Items contained in a dataset

━━━━

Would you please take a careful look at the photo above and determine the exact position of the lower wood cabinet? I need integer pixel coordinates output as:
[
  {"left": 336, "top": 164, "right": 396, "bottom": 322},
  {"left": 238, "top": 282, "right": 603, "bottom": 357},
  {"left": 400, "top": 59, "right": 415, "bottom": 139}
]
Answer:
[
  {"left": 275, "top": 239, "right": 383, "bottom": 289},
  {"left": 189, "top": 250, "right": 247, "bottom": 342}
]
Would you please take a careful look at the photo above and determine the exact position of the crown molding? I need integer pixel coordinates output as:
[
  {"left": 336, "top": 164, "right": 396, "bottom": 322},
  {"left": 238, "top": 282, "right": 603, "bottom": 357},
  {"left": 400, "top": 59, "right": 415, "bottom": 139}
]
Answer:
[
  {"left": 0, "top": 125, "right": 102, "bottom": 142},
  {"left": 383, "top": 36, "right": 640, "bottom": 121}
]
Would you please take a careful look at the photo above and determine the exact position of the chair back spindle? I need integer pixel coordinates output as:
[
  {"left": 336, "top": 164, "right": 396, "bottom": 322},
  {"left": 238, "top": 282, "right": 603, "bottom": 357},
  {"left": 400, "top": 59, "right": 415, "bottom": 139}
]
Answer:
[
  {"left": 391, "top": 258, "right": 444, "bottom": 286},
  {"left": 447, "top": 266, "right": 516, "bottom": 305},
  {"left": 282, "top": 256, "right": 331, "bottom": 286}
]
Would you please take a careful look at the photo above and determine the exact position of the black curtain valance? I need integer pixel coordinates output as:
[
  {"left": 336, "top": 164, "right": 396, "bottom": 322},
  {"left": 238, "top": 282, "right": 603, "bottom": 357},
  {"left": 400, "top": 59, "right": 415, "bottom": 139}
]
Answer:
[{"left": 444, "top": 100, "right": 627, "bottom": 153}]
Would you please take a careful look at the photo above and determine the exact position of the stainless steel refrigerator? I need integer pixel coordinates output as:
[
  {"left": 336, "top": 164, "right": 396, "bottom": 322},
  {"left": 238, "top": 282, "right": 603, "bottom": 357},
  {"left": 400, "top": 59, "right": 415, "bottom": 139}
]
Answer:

━━━━

### The problem
Revise the items starting at the line containing "of the stainless" and ending at the last line of the items, putting "fridge" in place of "refrigerator" and keeping everything else the same.

### Solved problem
Would you please take a careful look at the photo above and determine the exact position of the stainless steel fridge? I need integer pixel coordinates output as:
[
  {"left": 336, "top": 164, "right": 396, "bottom": 322},
  {"left": 238, "top": 282, "right": 603, "bottom": 357},
  {"left": 400, "top": 59, "right": 415, "bottom": 139}
]
Answer:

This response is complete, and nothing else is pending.